The three core public health functions (assessment, policy, and assurance) rest upon the foundation of the public health sciences of epidemiology and biostatistics. Well-constructed epidemiologic studies provide information about environmental risks and inform interventions and public health policies. Large, long-term cohort studies focusing on chronic diseases are often the best method to identify excess risk due to specific environmental exposures. One strength of a cohort study is the ability to characterize exposures and risk factors before disease onset, eliminating a bias that may be present with other study designs. Long-term cohort studies, however, require considerable resources and a strong commitment by community members participating in the study. Creating partnerships with the community is a critical step in designing successful epidemiologic research efforts that inform both interventions and policies. Community context is also vital to understanding appropriate and targeted recruitment and data collection methods for a selected community.

This pilot study was part of a planning process to develop a long-term epidemiologic cohort study that would examine exposures and risk factors for chronic diseases in rural communities throughout New Mexico. The state has a unique and diverse population that is approximately 47% Hispanic, 40% non-Hispanic white, 10% American Indian, and 3% other race/ethnicity (U.S. Census Bureau, n. d.). Although New Mexico is culturally rich, it is consistently ranked as one of the 10 poorest states in the U.S. About 30% of residents live in rural areas (U.S. Census Bureau, 1995), often with limited healthcare facilities. Chronic health conditions in New Mexico, such as diabetes, obesity, heart disease, and certain cancers vary widely among racial and ethnic groups. For those with these chronic conditions, racial and ethnic groups other than non-Hispanic whites often have higher mortality (New Mexico Department of Health, 2013).

******

→ **USING THE INFORMATION**
• A. Condense the paragraph of the public health text beginning "This pilot study was part of" into a short bulleted list that keeps its main facts.
• B. Please write a continuation of the public health text, picking up after its final sentence.

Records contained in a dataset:
******

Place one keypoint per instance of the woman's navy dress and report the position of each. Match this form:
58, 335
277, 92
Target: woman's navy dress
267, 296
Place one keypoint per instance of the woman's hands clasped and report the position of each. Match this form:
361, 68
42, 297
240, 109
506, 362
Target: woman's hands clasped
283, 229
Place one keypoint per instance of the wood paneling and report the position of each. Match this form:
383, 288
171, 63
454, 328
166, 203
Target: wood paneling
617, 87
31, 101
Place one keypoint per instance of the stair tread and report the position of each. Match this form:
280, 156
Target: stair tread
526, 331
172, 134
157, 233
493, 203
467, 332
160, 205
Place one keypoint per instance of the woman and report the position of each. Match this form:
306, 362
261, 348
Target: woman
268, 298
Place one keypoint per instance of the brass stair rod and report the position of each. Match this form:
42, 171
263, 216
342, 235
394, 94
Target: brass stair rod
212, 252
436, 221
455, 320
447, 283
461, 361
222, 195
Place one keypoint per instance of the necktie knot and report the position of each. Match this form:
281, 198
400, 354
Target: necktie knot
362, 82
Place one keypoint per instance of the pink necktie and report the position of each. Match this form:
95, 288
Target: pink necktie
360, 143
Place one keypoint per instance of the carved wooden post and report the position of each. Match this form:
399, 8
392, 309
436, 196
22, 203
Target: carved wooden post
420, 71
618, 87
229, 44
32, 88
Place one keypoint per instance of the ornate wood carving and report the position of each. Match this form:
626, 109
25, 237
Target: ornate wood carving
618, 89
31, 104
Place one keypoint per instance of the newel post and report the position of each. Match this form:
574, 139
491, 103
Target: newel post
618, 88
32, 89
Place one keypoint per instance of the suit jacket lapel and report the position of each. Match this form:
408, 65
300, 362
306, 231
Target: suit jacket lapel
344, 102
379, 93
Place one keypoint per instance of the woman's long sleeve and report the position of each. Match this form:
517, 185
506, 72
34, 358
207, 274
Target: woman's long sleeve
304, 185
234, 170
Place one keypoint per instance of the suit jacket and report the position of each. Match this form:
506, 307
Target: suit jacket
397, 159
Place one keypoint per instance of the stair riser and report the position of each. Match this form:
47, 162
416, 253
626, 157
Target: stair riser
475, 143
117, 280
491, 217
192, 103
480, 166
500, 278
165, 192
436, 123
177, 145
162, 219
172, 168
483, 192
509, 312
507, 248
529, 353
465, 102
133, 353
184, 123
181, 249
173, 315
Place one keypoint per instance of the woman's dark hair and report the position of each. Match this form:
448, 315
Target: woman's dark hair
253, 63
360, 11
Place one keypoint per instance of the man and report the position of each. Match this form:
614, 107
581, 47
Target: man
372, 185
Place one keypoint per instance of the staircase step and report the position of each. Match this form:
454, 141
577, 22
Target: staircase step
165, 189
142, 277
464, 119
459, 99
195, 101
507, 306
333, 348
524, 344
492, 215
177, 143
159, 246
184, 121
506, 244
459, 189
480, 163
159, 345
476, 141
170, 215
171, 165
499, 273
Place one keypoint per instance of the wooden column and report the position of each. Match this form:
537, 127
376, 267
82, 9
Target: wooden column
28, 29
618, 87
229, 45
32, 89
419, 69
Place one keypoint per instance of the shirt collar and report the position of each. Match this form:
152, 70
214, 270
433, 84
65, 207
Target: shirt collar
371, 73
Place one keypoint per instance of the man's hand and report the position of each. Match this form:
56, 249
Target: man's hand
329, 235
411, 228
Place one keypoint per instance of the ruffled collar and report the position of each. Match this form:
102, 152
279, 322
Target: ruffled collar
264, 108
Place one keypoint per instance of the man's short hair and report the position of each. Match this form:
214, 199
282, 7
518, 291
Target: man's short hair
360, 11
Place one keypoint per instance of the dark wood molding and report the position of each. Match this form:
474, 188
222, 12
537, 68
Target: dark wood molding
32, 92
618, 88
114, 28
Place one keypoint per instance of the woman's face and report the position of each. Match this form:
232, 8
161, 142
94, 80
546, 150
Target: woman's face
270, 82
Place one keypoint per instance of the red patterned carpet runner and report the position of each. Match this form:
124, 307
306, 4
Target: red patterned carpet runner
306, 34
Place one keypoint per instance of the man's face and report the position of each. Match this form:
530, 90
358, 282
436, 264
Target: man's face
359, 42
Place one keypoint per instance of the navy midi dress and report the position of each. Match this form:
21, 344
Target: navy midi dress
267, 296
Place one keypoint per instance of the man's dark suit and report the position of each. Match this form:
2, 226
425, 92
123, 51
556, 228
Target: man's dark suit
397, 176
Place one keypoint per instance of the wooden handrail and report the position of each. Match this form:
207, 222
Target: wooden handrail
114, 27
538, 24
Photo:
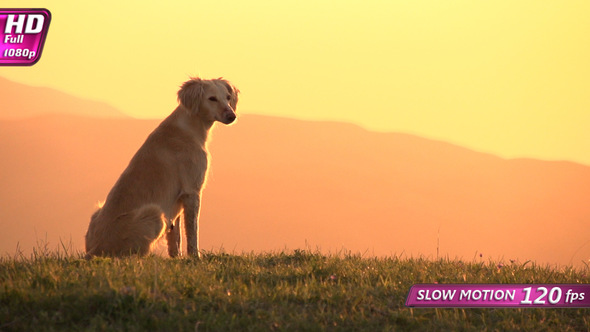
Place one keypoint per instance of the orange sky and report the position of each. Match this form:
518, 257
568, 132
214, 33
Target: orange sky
507, 77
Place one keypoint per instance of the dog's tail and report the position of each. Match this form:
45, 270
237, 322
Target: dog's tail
130, 233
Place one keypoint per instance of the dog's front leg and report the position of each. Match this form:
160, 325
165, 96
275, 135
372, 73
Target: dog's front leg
191, 205
174, 238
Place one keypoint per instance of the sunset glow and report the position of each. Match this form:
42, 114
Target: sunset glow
506, 77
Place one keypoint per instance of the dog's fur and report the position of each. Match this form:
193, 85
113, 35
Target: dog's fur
163, 181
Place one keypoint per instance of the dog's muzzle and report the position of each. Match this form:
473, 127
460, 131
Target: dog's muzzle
229, 117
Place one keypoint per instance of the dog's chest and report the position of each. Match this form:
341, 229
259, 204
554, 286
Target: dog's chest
192, 169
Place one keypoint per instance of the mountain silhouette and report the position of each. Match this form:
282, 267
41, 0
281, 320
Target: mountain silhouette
22, 101
277, 183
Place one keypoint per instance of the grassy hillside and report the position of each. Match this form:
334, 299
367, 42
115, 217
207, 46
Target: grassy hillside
292, 291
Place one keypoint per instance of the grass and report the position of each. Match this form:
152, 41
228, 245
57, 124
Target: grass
285, 291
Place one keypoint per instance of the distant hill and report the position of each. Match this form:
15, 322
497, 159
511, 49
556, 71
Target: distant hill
280, 183
23, 101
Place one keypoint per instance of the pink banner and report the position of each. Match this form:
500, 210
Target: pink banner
499, 295
22, 35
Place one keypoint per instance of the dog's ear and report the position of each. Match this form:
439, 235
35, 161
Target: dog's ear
233, 91
190, 94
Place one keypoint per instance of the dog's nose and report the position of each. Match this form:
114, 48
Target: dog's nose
230, 118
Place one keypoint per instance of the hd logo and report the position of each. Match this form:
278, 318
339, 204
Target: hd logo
22, 35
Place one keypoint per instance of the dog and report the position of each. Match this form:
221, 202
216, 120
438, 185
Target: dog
163, 182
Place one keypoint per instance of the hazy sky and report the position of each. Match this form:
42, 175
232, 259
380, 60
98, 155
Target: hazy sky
506, 77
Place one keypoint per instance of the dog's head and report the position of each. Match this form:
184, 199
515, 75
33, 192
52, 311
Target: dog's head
214, 100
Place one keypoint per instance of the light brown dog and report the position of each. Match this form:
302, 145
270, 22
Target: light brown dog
164, 179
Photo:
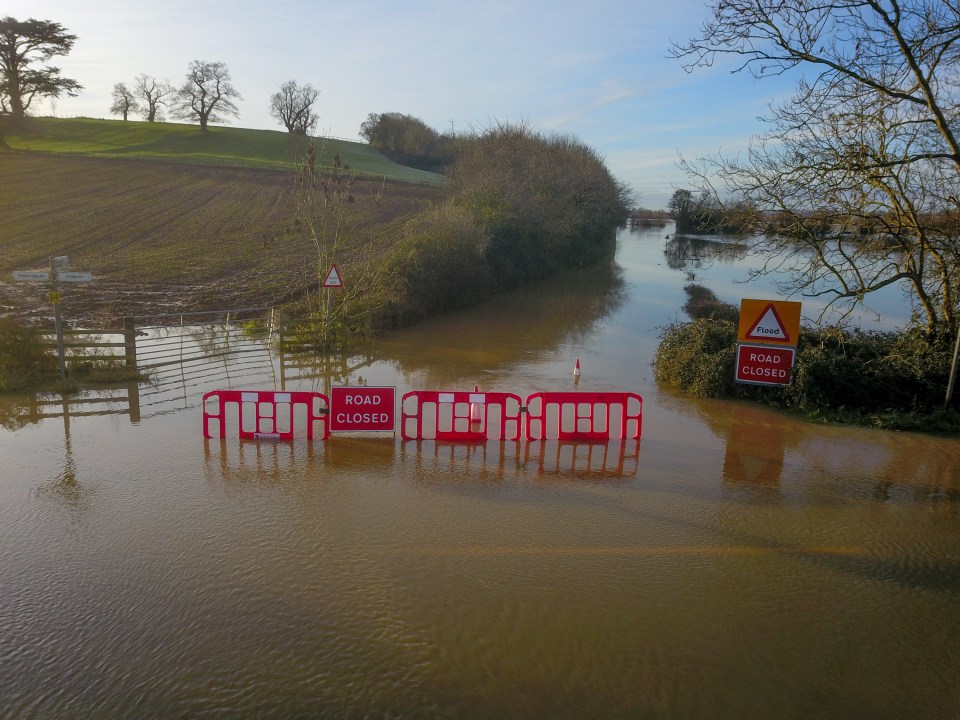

******

→ **REPLIES**
• A.
- The pilot study was part of planning for a long-term epidemiologic cohort study of chronic-disease exposures and risk factors in rural New Mexico communities.
- New Mexico's population is about 47% Hispanic, 40% non-Hispanic white, 10% American Indian, and 3% other race/ethnicity.
- The state is culturally rich but consistently ranks among the 10 poorest U.S. states.
- About 30% of residents live in rural areas, often with limited healthcare facilities.
- Rates of chronic conditions such as diabetes, obesity, heart disease, and certain cancers vary widely by racial and ethnic group.
- Among people with these conditions, racial and ethnic groups other than non-Hispanic whites often have higher mortality.

• B.
The purpose of this pilot project was to examine the attitudes, beliefs, and concerns of rural-dwelling adults towards participating in a longitudinal cohort study, and to assess factors that contribute to willingness to participate. Focus groups were held in the Grants Mining District to discuss the possibility of implementing a long-term cohort study with blood samples to study chronic diseases in rural communities throughout New Mexico. The Grants Mining District was chosen for this pilot study because of its rural nature, cultural diversity, and local availability of healthcare providers and facilities, as well as the considerable historical uranium mining activity (Figure 1). Using this community-engaged approach, the research team hoped to gain important information to maximize acceptance of and participation in a future long-term research cohort study.

Context: Grants Mining District, New Mexico

The Grants Mining District (also referred to as the Grants Mineral Belt) is primarily in Cibola and McKinley Counties, but also includes portions of Sandoval and Bernalillo Counties, as well as tribal land, and is located off Interstate 40 between Albuquerque and Gallup. The Grants Mining District was the primary focus of uranium extraction and production activities in New Mexico from the 1950s until the late 1990s. With the decline and eventual end in mining came a rise in unemployment and a decline in the population as many miners and their families left.

There are 97 legacy uranium mines in the Grants Mining District (U.S. Environmental Protection Agency [U.S. EPA], 2011) and a number of mill sites where chemicals were used to extract uranium and make "yellowcake," a powder that can be processed into fuel for nuclear reactors. By-products of milling include a sandy waste containing heavy metals and radioactive radium (U.S. Nuclear Regulatory Commission, 2015). The Jack-pile-Paguate mine on the Pueblo of Laguna was once the world's largest open pit uranium mine (Figure 1), and it was placed on the National Priorities List of Superfund sites in December 2013. Assessment of health and environmental impacts of uranium...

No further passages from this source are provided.